- **Document passage**
+--
The LumoSQL project aims include:

A Privacy-compliant Open Source Database Platform with Modern Design and Benchmarking.

The reason benchmarking is included is because that is largely unique in the field of SQL databases, and certainly in the SQLite landscape.

Benchmarking is a big part of LumoSQL, to determine if changes are an improvement. The trouble is that SQLite and other top databases are not really benchmarked in a realistic and consistent way, despite SQL server benchmarking using tools like TPC-C from tpc.org being an obsessive industry in itself, and many testing tools released with SQLite, Postgresql, MariaDB etc. But in practical terms there is no way of comparing the most-used databases with each other, or even of being sure that the tests that do exist are in any way realistic, or even of simply reproducing results that other people have found. LumoSQL covers so many codebases and use cases that better SQL benchmarking is a project requirement. Benchmarking and testing overlap, which is addressed in the code and documentation.

The well-described testing of SQLite involves some open code, some closed code, and many ad hoc processes. Clearly the SQLite team have an internal culture of testing that has benefitted the world. However that is very different to testing that is reproducible by anyone, which is in turn very different to reproducible reproducible by anyone, and that is even without considering whether the benchmarking is a reasonable approximation of actual use cases.

Lack of Benchmarking Quality

In 2017 a helpful paper was published by Purohith,Mohan and Chidambaram on the topic of "The Dangers and Complexities of SQLite Benchmarking". Since the first potential problem is that this paper itself is in error, LumoSQL repeated the literature research component. We conclude that the paper is correct in stating:

When we investigated 16 papers from the 2015-2017 whose evaluation included SQLite, we find that none report all the parameters required to meaningfully compare results: ten papers do not report any parameters [17–26], five do not report the sync mode [27–31], while only one paper reports all parameters except write-ahead log size [32]. Without reporting how SQLite was configured, it is meaningless to compare SQLite results.

LumoSQL found three more papers published in 2017-2019, with similar flaws. To the extent the results of these papers rely on SQLite testing (and for most it is a central component) then these papers are nonsense. There are no better or more careful results available outside the academic world. And this is for SQLite alone, something that has relatively few parameters compared to the popular online SQL databases. The field of SQL databases in general is even more poorly benchmarked.

To highlight how poorly SQL benchmarking is done: there are virtually no test harnesses that cover encrypted databases and/or encrypted database connections, despite encryption being frequently required, and despite crypto implementation decisions making a very big difference in performance.

It is fair to say that benchmarking SQLite and SQL databases is very difficult. LumoSQL is developing some solutions we think will practically benefit thousands of projects used on the internet, and hopefully change their practice based on information they can verify for themselves.
+--
- **Source material**
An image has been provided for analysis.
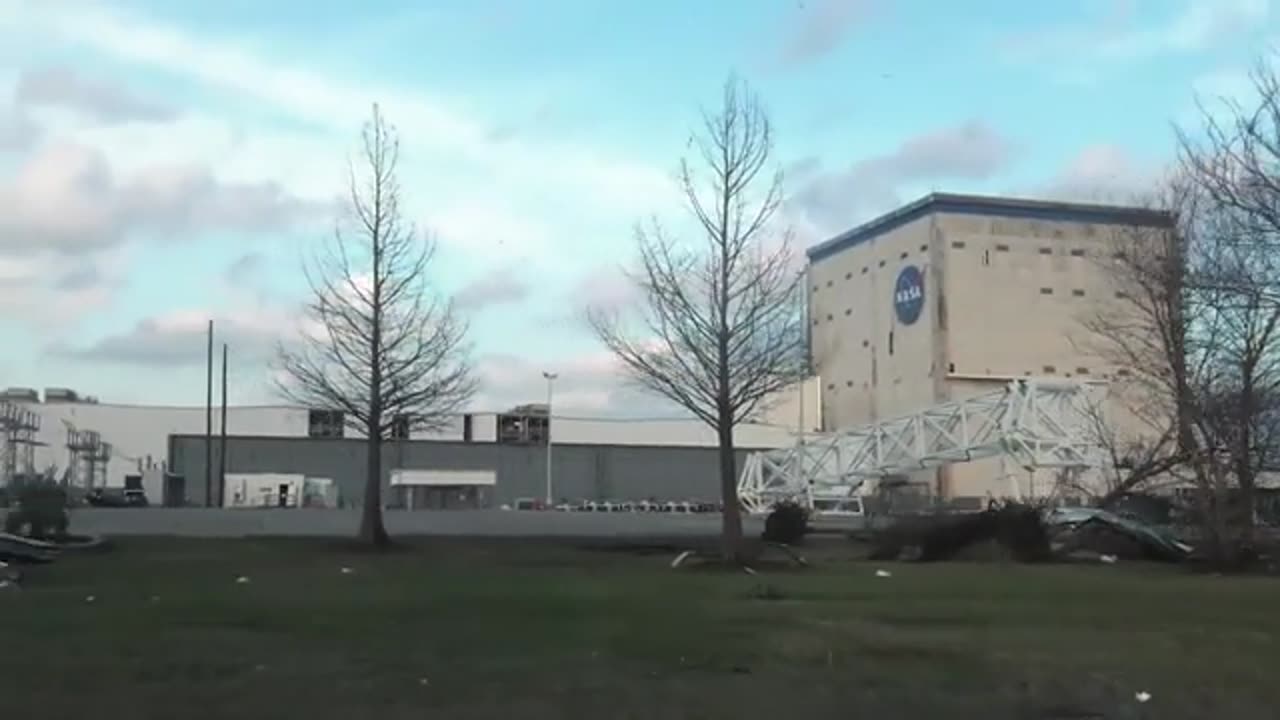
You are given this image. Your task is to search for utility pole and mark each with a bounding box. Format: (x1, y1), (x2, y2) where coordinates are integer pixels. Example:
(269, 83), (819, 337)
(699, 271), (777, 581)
+--
- **Task list**
[a] According to the LumoSQL benchmarking passage, how many additional papers published in 2017-2019 did LumoSQL find with similar flaws?
[b] Rewrite the LumoSQL benchmarking passage from "The well-described testing" to "actual use cases.", replacing "culture" with "tradition".
The listing has nothing to do with the passage about LumoSQL benchmarking.

- **Responses**
[a] Three.

[b]
The well-described testing of SQLite involves some open code, some closed code, and many ad hoc processes. Clearly the SQLite team have an internal tradition of testing that has benefitted the world. However that is very different to testing that is reproducible by anyone, which is in turn very different to reproducible reproducible by anyone, and that is even without considering whether the benchmarking is a reasonable approximation of actual use cases.